• Set problem
Copy the full listing below word for word, every line unchanged.

• Stored data

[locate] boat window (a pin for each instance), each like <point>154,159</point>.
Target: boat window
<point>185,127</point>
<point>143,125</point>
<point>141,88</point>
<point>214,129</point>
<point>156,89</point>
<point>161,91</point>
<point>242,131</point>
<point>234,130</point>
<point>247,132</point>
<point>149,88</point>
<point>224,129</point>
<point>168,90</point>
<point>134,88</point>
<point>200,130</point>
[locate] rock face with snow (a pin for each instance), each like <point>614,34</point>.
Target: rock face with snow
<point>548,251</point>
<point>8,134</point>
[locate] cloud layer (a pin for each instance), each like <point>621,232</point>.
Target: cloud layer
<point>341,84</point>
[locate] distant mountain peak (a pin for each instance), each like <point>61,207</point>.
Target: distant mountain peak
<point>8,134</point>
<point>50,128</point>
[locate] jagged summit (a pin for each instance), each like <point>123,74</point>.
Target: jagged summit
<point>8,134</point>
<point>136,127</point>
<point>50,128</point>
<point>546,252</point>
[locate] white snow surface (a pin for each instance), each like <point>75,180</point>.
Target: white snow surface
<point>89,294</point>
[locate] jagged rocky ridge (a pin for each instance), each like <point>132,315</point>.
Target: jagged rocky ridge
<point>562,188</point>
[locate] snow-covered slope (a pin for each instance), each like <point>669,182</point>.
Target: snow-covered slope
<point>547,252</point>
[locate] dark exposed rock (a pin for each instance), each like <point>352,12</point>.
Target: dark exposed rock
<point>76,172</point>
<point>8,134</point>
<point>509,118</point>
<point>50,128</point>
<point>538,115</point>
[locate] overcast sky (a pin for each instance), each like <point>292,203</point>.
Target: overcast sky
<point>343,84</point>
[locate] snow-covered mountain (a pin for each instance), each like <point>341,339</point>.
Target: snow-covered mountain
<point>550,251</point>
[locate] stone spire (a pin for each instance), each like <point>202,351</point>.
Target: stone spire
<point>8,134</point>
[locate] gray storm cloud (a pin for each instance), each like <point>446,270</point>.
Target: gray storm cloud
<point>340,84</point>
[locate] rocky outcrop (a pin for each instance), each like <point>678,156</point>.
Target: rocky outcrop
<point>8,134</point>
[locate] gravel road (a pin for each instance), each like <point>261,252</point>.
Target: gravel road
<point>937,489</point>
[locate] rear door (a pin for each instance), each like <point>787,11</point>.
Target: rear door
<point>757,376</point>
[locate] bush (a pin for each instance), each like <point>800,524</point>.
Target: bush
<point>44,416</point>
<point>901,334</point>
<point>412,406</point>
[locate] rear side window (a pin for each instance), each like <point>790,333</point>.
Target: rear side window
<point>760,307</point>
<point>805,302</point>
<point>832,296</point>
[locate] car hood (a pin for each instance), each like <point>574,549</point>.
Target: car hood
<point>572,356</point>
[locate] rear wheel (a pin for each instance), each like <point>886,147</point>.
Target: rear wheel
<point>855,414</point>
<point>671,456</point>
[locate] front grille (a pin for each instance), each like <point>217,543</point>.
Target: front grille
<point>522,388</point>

• Response
[locate] boat window (a pin for each instance), each like <point>154,159</point>.
Target: boat window
<point>185,127</point>
<point>143,125</point>
<point>141,88</point>
<point>214,129</point>
<point>156,89</point>
<point>161,91</point>
<point>242,131</point>
<point>234,130</point>
<point>247,132</point>
<point>149,88</point>
<point>224,129</point>
<point>168,90</point>
<point>134,88</point>
<point>200,130</point>
[locate] rock face with snow (a pin for each instance), each like <point>614,34</point>.
Target: rock face with snow
<point>548,251</point>
<point>8,134</point>
[locate] cloud layer (a pin for each instance), each like <point>621,232</point>.
Target: cloud layer
<point>341,84</point>
[locate] distant mountain peak (a pin for each instance), each like <point>61,207</point>.
Target: distant mountain peak
<point>8,134</point>
<point>50,128</point>
[locate] jagged summit (a pin for each instance), each like <point>123,74</point>.
Target: jagged summit
<point>8,134</point>
<point>136,127</point>
<point>50,128</point>
<point>546,252</point>
[locate] white snow surface (a pin for each instance), each like <point>75,180</point>.
Target: white snow surface
<point>89,294</point>
[locate] jagged rocky ridge (a pin for each instance), each like <point>132,315</point>.
Target: jagged rocky ridge
<point>562,188</point>
[locate] snow-covered slope (a pin for each instance), each like <point>669,182</point>.
Target: snow-covered slope
<point>547,252</point>
[locate] dark exposed rock (a pin for each instance), each like <point>352,12</point>.
Target: dark exposed rock
<point>76,172</point>
<point>8,134</point>
<point>509,118</point>
<point>50,128</point>
<point>538,115</point>
[locate] overcast sky (a pin for each instance), each like <point>292,203</point>.
Target: overcast sky
<point>343,84</point>
[locate] snow-covered mountain (a pin for each instance), each like <point>341,339</point>.
Target: snow-covered mountain
<point>550,251</point>
[locate] stone spire (a pin for each instance), each like <point>202,351</point>.
Target: stone spire
<point>8,134</point>
[locate] gray storm cloud (a pin for each instance), each like <point>446,270</point>.
Target: gray storm cloud
<point>340,84</point>
[locate] rocky outcrop (a pin for each instance), each like <point>678,156</point>.
Target: rocky outcrop
<point>8,134</point>
[locate] gravel road (a pin for each instance), each like <point>261,252</point>.
Target: gravel road
<point>937,489</point>
[locate] rear door (a pin for each instance), each like <point>787,11</point>.
Target: rear door
<point>757,376</point>
[locate] bush (a pin for each instance), each like <point>800,524</point>.
Target: bush
<point>44,416</point>
<point>901,334</point>
<point>412,406</point>
[locate] rear side window (a pin for each instance), each like <point>790,333</point>.
Target: rear side window
<point>760,307</point>
<point>805,302</point>
<point>832,296</point>
[locate] car hood (a pin for each instance), each like <point>574,549</point>.
Target: car hood
<point>572,356</point>
[locate] rear wheel (a pin for each instance), each like <point>886,147</point>.
Target: rear wheel
<point>855,414</point>
<point>671,456</point>
[locate] front grille (a pin for each instance), each like <point>217,543</point>.
Target: front grille
<point>522,388</point>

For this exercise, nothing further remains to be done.